> **Text passage**:
*** Begin section ***

The Context Window Fills Up Long Before It's Full

The distinction that matters landed about a year ago, when Karpathy observed that the serious work in LLM applications has moved past writing better prompts to deciding what enters the context window, when, and in what form. Cognition AI had been calling this "the #1 job" for engineers building agents. By September 2025, Anthropic had shipped platform primitives for managing it. The term "context engineering" won. But the problem it names is still mostly unsolved.

Start with a pair of numbers that make the problem concrete. On the LoCoMo benchmark, which tests memory across multi-session conversations, a system that selectively retrieves relevant facts scores 91.6% accuracy using roughly 7,000 tokens per retrieval. The full-context approach, loading entire conversation history into the window, scores 72.9% at around 26,000 tokens.

Roughly 4x fewer tokens and nearly 20 points more accurate. More information produced worse results.

Chroma's research explains why. They tested 18 frontier models and found that every one degraded as input length increased. Well before the context window limit, performance was already sliding. A model with a 200K token window showed significant accuracy drops at 50K. The decline was continuous, a steady degradation inside the window's stated capacity. Chroma calls it "context rot," and the implication is architectural: if longer context reliably degrades performance, then the system's job is to keep the context window clean.

The selective-retrieval system behind those benchmark numbers extracts key facts during ingestion rather than replaying raw transcripts. Its biggest accuracy gains land on temporal queries (+29.6 points) and multi-hop reasoning (+23.1 points), exactly the categories where accumulated noise does the most damage. The context window behaves like working memory.

Teams now have a clear vocabulary for context strategies. Write facts externally, select what's relevant, compress what's redundant, isolate what interferes. LangChain's taxonomy organizes these neatly. But no benchmark tests whether one strategy produces more consistent outcomes than another over 20 steps. The benchmarking community measures token cost. The reliability community measures consistency, how often an agent succeeds across repeated attempts. These conversations happen in separate rooms.

*** End section ***

> **Material supplied**:

*** Begin section ***

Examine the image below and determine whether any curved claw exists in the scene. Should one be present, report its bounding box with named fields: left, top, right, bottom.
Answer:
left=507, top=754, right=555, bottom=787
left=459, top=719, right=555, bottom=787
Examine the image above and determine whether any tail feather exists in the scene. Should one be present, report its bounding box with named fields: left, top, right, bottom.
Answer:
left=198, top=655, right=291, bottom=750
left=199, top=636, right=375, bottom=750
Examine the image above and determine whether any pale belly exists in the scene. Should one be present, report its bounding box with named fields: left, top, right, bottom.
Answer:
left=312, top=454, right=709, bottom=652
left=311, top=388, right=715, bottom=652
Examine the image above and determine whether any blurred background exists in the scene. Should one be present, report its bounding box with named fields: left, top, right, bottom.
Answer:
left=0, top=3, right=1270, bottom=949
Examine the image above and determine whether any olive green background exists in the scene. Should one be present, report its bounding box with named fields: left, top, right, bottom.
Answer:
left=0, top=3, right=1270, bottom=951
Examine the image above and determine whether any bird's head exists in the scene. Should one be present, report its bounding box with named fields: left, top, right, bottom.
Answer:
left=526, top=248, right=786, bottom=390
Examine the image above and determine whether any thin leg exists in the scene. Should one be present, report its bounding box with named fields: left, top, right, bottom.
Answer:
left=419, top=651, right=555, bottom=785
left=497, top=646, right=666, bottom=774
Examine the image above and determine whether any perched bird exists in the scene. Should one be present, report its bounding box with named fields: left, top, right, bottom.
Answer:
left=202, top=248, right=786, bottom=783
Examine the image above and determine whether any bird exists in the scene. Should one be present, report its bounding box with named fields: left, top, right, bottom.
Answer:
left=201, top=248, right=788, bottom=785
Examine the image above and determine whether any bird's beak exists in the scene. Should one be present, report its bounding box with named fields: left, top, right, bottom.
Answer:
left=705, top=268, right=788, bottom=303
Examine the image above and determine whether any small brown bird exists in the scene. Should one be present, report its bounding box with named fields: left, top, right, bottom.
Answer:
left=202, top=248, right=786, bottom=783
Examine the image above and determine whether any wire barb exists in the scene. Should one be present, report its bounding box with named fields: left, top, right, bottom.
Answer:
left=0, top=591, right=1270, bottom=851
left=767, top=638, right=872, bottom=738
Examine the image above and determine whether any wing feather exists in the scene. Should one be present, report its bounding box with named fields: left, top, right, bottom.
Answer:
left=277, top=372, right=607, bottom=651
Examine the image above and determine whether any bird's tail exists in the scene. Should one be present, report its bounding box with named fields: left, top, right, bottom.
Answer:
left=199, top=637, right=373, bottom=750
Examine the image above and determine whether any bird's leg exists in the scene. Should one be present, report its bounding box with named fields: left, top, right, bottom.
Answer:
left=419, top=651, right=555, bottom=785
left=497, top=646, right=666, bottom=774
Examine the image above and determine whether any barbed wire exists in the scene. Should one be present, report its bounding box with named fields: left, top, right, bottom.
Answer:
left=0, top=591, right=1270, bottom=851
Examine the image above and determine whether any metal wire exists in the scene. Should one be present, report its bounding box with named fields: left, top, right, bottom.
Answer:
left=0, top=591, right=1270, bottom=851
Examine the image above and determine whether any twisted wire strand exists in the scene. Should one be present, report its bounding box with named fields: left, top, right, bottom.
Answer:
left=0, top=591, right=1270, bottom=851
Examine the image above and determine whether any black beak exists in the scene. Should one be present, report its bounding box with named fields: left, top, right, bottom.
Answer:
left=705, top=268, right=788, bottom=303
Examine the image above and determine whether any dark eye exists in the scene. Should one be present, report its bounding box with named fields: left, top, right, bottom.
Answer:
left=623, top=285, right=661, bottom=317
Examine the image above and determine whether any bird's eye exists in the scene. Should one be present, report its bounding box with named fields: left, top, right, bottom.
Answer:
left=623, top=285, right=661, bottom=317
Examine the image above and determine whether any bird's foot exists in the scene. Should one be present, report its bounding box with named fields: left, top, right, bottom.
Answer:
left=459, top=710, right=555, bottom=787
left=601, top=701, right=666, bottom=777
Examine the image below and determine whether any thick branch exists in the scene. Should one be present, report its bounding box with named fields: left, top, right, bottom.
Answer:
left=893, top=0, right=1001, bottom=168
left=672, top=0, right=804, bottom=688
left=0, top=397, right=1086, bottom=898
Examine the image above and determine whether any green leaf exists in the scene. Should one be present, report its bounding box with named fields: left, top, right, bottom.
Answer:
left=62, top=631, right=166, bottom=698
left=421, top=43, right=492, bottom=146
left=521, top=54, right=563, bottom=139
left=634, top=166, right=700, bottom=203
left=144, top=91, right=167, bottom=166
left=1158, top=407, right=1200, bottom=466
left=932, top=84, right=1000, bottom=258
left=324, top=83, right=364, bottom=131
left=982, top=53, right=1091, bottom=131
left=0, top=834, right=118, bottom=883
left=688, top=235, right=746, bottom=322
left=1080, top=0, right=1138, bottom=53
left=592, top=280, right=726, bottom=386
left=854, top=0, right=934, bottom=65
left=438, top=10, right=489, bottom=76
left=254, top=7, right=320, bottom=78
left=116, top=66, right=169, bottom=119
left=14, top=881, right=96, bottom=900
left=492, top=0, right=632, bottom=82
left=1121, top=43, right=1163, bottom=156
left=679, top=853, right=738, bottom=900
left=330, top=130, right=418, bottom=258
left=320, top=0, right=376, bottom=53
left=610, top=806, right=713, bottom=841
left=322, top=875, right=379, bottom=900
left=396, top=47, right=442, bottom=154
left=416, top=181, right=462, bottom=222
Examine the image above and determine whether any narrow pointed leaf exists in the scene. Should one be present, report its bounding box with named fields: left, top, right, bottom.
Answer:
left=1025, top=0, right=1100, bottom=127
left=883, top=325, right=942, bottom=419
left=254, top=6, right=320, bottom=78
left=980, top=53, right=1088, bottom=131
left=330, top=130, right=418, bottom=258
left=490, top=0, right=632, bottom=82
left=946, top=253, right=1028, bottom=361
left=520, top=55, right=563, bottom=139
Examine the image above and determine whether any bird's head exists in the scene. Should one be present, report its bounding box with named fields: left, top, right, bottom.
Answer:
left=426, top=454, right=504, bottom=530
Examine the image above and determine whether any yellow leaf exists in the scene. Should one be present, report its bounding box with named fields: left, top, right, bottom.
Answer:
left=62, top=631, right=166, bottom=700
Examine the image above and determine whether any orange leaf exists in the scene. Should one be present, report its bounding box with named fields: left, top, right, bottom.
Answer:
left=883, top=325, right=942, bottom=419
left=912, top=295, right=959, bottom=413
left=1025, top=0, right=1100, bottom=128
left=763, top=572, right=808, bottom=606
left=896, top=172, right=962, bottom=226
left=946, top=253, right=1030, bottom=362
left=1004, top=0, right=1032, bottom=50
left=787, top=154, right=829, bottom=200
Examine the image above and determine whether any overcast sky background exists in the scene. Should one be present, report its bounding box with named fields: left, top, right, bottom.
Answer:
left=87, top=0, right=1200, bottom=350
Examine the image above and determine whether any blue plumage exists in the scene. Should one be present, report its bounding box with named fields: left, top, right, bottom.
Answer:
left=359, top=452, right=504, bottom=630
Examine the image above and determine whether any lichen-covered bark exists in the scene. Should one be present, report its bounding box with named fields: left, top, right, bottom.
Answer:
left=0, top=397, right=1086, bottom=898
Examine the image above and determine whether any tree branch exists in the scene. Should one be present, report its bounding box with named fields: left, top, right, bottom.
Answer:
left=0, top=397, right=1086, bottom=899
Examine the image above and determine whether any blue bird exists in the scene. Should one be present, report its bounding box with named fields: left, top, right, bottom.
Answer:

*** End section ***

> **Problem A**: In the passage on context windows, what name does Chroma give to the decline in model performance as input length grows?
> **Problem B**: Reproduce the passage on context windows word for word, from "Start with a" up to and including "produced worse results.".
> **Problem C**: Write the next part of the passage on context windows, picking up after its final sentence.

> **Response A**: Chroma calls it "context rot."

> **Response B**:
Start with a pair of numbers that make the problem concrete. On the LoCoMo benchmark, which tests memory across multi-session conversations, a system that selectively retrieves relevant facts scores 91.6% accuracy using roughly 7,000 tokens per retrieval. The full-context approach, loading entire conversation history into the window, scores 72.9% at around 26,000 tokens.

Roughly 4x fewer tokens and nearly 20 points more accurate. More information produced worse results.

> **Response C**:
The coupling between the two is real. Chroma showed that fewer tokens can mean better accuracy. Presumably that means better consistency over session length. But "presumably" is doing real work in that sentence, because nobody has measured the interaction. Nobody is sitting on the data. It doesn't exist yet.

The deployer's blind spot

Every context strategy is also a bet on how the system fails at step 30, with no way to check the odds.

Which means the team choosing a context architecture today is choosing a reliability envelope without data on what that envelope contains. They can see the token cost. The consistency curve remains unmapped.

Things to follow up on...

Anthropic's context editing primitives: Their September 2025 framework reduced token consumption by 84% in 100-turn evaluations while enabling workflows that would otherwise fail from context exhaustion.
Pass^k and consistency decay: The tau-bench paper showed that even a model with 90% single-attempt success drops to 57% consistency at eight trials, making the case that capability and reliability are fundamentally different measurements.
Mem0's memory architecture evolution: Their April 2026 algorithm scored 20 points higher than the previous version on LoCoMo, with the largest gains on temporal and multi-hop queries where context noise does the most damage.
Context rot under real conditions: Chroma's original study notes that their controlled experiments likely understate the problem, since real-world applications involve greater complexity than the benchmark conditions tested.